Text shown:
▼

Memory issues with Ubuntu VM after Core->Scale migration

coolnodje · September 20, 2024, 7:47am

I’ve this issue since my main Ubuntu VM (hosting docker containers) has migrated from Bhyve to KVM during my CORE->SCALE migration:
The entire sytem SCALE+VM consistently hogs the entire host memory.

The VM has 24Gb of RAM and has never used it entirely in the past.
Now I get service interruptions because the mem become entirely used up as well as the 4Gb of Swap:

( kernel: systemd-journald[397]: Under memory pressure, flushing caches.
2024-09-20T06:03:58.263127+02:00 host kernel: message repeated 19 times: [ systemd-journald[397]: Under memory pressure, flushing caches.]
2024-09-20T06:03:59.525922+02:00 host kernel: workqueue: drm_fb_helper_damage_work hogged CPU for >10000us 512 times, consider switching to WQ_UNBOUND
2024-09-20T06:04:08.692272+02:00 host kernel: systemd-journald[397]: Under memory pressure, flushing caches.)

Concurrently, the host, SCALE, also use up its 64GB of RAM, though it doesn’t seem to produce any issue AFAIK.

I’m having a hard time identifying where this come from, as shutting down the VM does reclame memory, but not much from (59Gb to 44Gb as indicated by HTOP) and then the RAM usage doesn’t seem to come from anywhere.
I can’t find a process using much ram (K3s is the top one with 0,7% usage, middlewared come first when looking at VIRT mem with 4GB only).

AFAIK only rebooting the SCALE host makes it solves the mem usage issue.
Restarting the VM makes it start with the very high mem usage from startup (about 19Gb where it normally starts using about 8Gb of RAM)

I upgraded TrueNAS Scale to latest patch less than 24h ago, and the RAM was all used up before the next morning.

I can’t really afford NOT to start the VM for 24h to see whether it is the source of the mem leak, but it seems obvious that it is, even though stopping it doesn’t reclaim the memory.
I don’t think a “no VM Truenas Scale” would leak memory like this.
(mine does Cloud sync, Snapshot syncs at night, and the VM doesn’t do much heavy data processing and doesn’t do much either)

▲

Information supplied:
▼

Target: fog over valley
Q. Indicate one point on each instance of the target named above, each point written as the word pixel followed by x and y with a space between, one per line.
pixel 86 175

▲

Problem requirements: Write the next part of the forum post about the Ubuntu VM running out of memory after the CORE to SCALE migration, picking up after its final sentence.

Answer:
Stux · September 21, 2024, 4:36am

Are you confusing the ARC filling up for a memory leak?

coolnodje · September 21, 2024, 8:13pm

ARC doesn’t use up the VM memory, it’s the VM memory that is leaking.

sfatula · September 21, 2024, 9:41pm

You need to look in the VM, not in Scale, for it’s memory usage with htop, etc. to see what inside the VM is using it.

coolnodje · September 23, 2024, 7:28am

Thatś what iḿ doing in the past few days, roaming the web about ways to get information about used memory.

But I can’t find any useful way to understand what’s going on this VM.
htop, smem, /proc/meminfo, etc. all show very low usage as compare with the 24Gb available and almost used up as well as the 4Gb of Swap. At most I can gather 20% of used memory in running processes.

If I stop all containers the VM returns to a 15Gb usage, which is still a huge amount as the system is then close to a vanilla Ubuntu 24.04. But swap returns to almost 100% free.

I think it could be expected though that the memory doesn’t get reclaimed as shown in htop. It has to be a container that is “leaking memory”.

It’s odd though that it happens suddenly after migrating to SCALE. But could be a coincidence, a slight change in a container config.

Though, migrating from Bhyve to KVM must have some implications in the way the system reports memory usage and processes, and also why not, in behavior.

coolnodje · January 28, 2025, 11:41am

Months after the upgrade, I’m still stuck with a Ubuntu VM hogging memory.

After I’ve removed as many processes as possible, it stills consumes >20Gb of RAM.

I’m unable to identify what is using the memory, whichever tool I use (top htop vmstat /proc/meminfo sar smem … noything shows up)

The only thing I can see is a process using 100% CPU at bootup for ~30s, the time for the used memory to go up to 22Gb when looking at it in htop.
It’s a kworker/5:1+events_freezable

Dmesg/journalctl don’t say anything meaningful to me.
Maybe
workqueue: update_balloon_size_func hogged CPU for >10000us 32 times, consider switching to WQ_UNBOUND have something to do with it, as awell as workqueue: drm_fb_helper_damage_work hogged CPU for >10000us 16 times, consider switching to WQ_UNBOUND but I see these as consequences rather than cause.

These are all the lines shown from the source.